Task to complete -> Starting with the line that contains "Mark the wall-mounted" and going on through the last line, rewrite those lines with "one point per instance" changed to "a single point for each instance" and nothing else altered.

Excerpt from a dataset
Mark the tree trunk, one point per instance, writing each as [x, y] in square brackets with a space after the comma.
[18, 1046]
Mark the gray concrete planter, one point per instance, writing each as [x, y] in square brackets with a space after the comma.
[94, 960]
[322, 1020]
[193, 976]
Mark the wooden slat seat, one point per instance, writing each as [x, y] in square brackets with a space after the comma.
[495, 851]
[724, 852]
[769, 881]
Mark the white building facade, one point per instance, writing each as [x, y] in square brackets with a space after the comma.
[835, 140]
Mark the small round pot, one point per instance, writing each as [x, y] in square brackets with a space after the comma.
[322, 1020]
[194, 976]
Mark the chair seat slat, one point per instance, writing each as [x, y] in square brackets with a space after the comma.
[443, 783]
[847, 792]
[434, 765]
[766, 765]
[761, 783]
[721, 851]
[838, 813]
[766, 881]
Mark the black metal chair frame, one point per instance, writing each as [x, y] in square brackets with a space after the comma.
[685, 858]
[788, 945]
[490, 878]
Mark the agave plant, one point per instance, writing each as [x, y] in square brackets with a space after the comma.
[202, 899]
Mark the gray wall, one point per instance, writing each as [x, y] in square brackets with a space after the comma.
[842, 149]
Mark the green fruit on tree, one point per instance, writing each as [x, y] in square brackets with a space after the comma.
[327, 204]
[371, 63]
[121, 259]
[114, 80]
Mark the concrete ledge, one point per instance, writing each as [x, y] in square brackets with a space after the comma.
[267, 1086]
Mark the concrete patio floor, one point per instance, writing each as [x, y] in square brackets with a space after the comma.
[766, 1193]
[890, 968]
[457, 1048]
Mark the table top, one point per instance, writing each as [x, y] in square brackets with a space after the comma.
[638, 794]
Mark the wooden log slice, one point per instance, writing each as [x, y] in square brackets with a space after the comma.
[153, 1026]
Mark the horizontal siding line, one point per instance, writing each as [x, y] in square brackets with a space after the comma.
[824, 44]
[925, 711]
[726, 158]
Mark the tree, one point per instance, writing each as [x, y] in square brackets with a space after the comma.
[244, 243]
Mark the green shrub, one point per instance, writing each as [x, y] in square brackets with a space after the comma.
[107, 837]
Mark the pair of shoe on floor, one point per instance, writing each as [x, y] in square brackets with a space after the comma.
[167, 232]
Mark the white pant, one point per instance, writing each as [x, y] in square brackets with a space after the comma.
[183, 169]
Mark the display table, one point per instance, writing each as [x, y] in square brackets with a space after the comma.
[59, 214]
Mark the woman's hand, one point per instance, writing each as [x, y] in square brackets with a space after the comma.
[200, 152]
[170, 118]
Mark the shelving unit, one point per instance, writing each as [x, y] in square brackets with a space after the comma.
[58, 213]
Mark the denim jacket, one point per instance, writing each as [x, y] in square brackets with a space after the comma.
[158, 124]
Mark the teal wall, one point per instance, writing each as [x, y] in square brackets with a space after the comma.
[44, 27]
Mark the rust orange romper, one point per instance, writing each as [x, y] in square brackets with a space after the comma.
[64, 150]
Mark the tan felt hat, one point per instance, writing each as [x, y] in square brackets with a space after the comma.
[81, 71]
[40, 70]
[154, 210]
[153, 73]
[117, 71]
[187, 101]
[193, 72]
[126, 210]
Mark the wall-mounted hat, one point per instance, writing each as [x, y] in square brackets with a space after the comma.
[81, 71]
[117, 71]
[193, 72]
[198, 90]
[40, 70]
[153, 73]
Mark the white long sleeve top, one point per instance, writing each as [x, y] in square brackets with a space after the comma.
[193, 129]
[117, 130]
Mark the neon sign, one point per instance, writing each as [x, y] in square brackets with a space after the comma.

Response to this exercise ->
Mark the wall-mounted hat, a single point for each instance, writing each as [x, y] in square brackets with a space after the comma.
[81, 71]
[117, 71]
[193, 72]
[198, 90]
[40, 70]
[153, 73]
Mark the white long sleeve top, a single point for each instance, writing each as [x, y] in square brackets with a space after the comma.
[193, 129]
[117, 130]
Mark the neon sign, a single point for each instance, writing each as [x, y] in square brackets with a space after the comma.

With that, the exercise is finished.